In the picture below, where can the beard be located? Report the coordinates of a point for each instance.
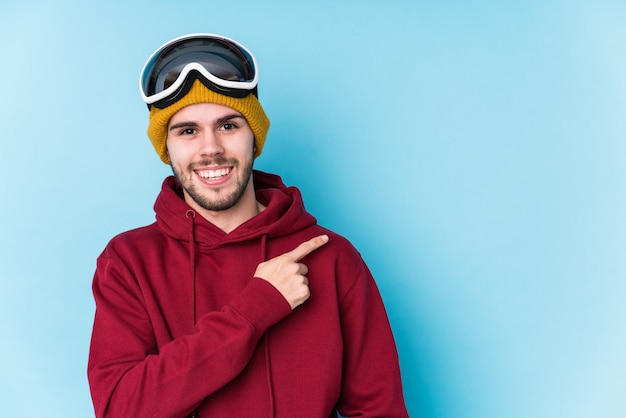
(219, 199)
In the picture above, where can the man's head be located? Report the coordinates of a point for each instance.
(201, 68)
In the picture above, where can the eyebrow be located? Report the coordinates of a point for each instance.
(190, 124)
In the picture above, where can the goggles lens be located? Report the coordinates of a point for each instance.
(222, 64)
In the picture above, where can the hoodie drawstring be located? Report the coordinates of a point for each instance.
(191, 215)
(266, 342)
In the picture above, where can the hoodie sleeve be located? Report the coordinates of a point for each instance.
(372, 384)
(130, 376)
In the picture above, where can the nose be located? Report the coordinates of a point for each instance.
(211, 144)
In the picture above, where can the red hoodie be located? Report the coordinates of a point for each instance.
(182, 327)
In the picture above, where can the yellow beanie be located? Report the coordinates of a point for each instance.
(248, 106)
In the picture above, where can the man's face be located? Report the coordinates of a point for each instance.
(211, 150)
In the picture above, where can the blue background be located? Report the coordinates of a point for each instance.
(473, 151)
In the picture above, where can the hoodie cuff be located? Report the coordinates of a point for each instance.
(261, 304)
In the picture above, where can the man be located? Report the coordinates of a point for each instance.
(234, 303)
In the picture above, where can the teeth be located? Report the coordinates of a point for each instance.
(214, 174)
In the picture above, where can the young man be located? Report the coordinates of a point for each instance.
(234, 303)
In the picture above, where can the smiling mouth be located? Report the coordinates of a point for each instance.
(214, 174)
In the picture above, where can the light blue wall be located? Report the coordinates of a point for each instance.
(473, 152)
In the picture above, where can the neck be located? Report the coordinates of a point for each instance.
(228, 220)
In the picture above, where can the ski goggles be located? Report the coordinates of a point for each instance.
(221, 64)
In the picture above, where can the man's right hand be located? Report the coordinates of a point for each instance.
(287, 275)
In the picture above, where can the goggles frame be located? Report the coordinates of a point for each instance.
(193, 70)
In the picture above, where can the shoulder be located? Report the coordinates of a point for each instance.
(142, 237)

_ _ _ _

● Assignment:
Starting at the line that contains "In the picture above, where can the neck", retype each line through the last one in the records, both included, and add nothing.

● Task solution:
In the picture above, where can the neck be located? Report the coordinates of a point for each instance.
(228, 220)
In the picture above, where can the ski goggles be located? Report the coordinates of a point for each instance.
(221, 64)
In the picture above, where can the man's right hand be located? Report the coordinates of a point for each instance.
(287, 275)
In the picture above, where can the goggles frame be located? Report the coordinates of a point for each instance.
(193, 70)
In the picture above, where can the shoulder be located? Report the coordinates of a point for each instance.
(142, 237)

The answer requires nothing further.